Copy every one of the items below word for word, and leave the pictures out.
***** Information provided *****
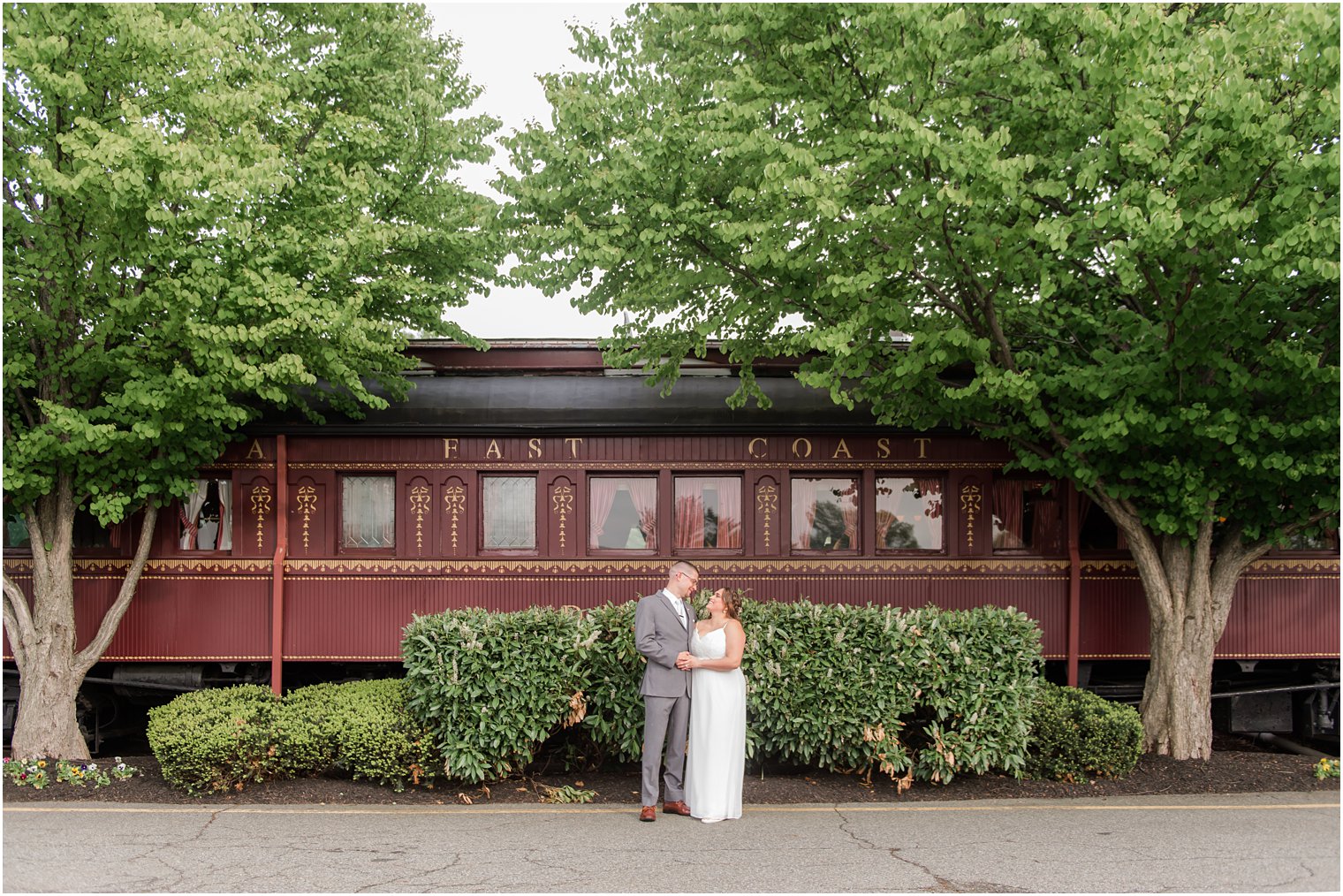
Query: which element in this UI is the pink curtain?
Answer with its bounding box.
[1030,497,1062,553]
[588,480,620,548]
[992,480,1026,548]
[839,488,858,551]
[914,480,942,520]
[718,480,741,548]
[622,478,658,550]
[793,480,816,551]
[676,494,703,548]
[877,511,896,550]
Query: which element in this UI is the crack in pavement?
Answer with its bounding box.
[834,806,1030,893]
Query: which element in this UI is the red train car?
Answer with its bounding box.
[5,341,1339,747]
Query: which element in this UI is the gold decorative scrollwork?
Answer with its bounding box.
[444,485,466,553]
[411,485,432,553]
[294,485,317,553]
[251,485,270,551]
[756,483,779,551]
[960,485,982,548]
[550,485,573,551]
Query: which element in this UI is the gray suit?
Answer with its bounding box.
[634,589,694,806]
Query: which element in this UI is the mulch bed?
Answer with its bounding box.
[4,736,1339,806]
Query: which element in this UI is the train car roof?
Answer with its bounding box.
[248,340,940,436]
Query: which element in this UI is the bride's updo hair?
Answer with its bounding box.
[723,591,741,619]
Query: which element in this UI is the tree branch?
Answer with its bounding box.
[75,503,158,676]
[4,573,36,672]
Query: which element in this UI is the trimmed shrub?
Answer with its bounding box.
[902,606,1041,783]
[285,679,436,793]
[1025,682,1143,780]
[401,607,597,783]
[580,601,646,764]
[401,592,1041,782]
[743,601,1041,783]
[741,601,917,777]
[147,685,289,793]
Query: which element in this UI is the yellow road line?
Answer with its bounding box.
[4,802,1339,816]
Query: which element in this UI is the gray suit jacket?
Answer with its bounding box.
[634,589,694,697]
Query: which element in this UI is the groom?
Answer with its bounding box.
[634,560,700,821]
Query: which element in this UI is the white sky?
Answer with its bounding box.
[426,3,627,340]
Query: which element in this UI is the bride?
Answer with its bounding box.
[679,588,747,824]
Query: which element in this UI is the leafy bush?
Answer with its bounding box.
[401,607,597,783]
[401,592,1039,782]
[580,601,645,764]
[743,601,1041,783]
[1025,682,1143,780]
[315,679,438,793]
[902,606,1041,783]
[741,601,917,777]
[147,685,283,793]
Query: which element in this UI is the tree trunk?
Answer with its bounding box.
[1139,602,1221,759]
[10,649,88,760]
[4,477,157,760]
[1097,496,1268,759]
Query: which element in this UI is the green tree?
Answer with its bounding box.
[4,4,501,757]
[499,4,1339,757]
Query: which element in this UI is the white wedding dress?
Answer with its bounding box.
[685,628,747,821]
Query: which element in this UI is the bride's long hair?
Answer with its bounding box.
[723,591,741,620]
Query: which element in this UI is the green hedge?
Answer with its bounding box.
*****
— Result below —
Query: which element in this UI is the pink curtain?
Answer with its bounding box.
[1030,497,1062,553]
[588,480,620,548]
[992,480,1026,548]
[839,488,858,551]
[914,480,942,520]
[718,480,741,548]
[622,478,658,550]
[793,480,816,551]
[676,494,703,548]
[877,511,896,550]
Query: which element in this UI is the crack in pavement?
Answer with its bounding box.
[834,806,1030,893]
Query: which element in this UI is the red train car?
Answer with its bounding box.
[5,341,1339,747]
Query: which element in this UI is the gold decorative scrollwork?
Answer with its bounding box.
[444,485,466,553]
[411,485,432,553]
[294,485,317,553]
[251,485,270,551]
[756,483,779,551]
[960,485,982,548]
[550,485,573,551]
Query: which element in this UI is the gray suit?
Answer with its bounding box.
[634,589,694,806]
Query: which element in this UI is the mulch bed?
Answer with its bounding box.
[4,736,1339,806]
Query: which element in this UI is the train car roof?
Answer with its bounding box.
[248,340,940,436]
Query: which element in this UI is the bride's updo hair?
Answer with its bounding box.
[723,591,741,619]
Query: which element in this UI is the tree branch?
Answer with its bounding box.
[75,503,158,676]
[4,573,36,672]
Query: which element in this UI is the trimmed shrub?
Answer with its bounding box.
[902,606,1041,783]
[285,679,436,793]
[1025,682,1143,780]
[401,607,597,783]
[580,601,646,764]
[401,592,1041,782]
[743,601,1041,783]
[741,601,917,777]
[147,685,289,793]
Query: which element in this UI is the yellow road line?
Answer with its bounding box.
[4,802,1339,816]
Query: which element in this UI is the gray suit jacket?
Answer with its bounding box.
[634,589,694,697]
Query: which element in this UI is the groom?
Answer with its bounding box.
[634,560,700,821]
Query: which element in this UI is the white sky?
Answer with its bounding box.
[426,3,627,340]
Query: which element in this UI is the bride?
Answer with its bounding box.
[679,588,747,824]
Query: which element in this UI is the leafy bush?
Answer with its bounding box.
[401,607,597,783]
[401,592,1039,782]
[580,601,645,764]
[743,601,1041,783]
[1025,682,1143,780]
[315,679,438,793]
[902,606,1041,783]
[741,601,917,777]
[147,685,283,793]
Query: which element in this UI is the tree trunk?
Answer with its bounding box.
[1139,602,1221,759]
[10,649,88,760]
[4,477,157,760]
[1097,496,1268,759]
Query: which element in this UI is the green tree?
Answer with its bounding box.
[4,4,501,757]
[499,4,1339,757]
Query: which element in this UI is the white wedding dress?
Answer with its bounding box.
[685,628,747,821]
Query: which element in this UI is the bride's long hair?
Answer with its bounding box.
[723,591,741,620]
Query: which element in this UI is the green hedge?
Answer with its bounding box.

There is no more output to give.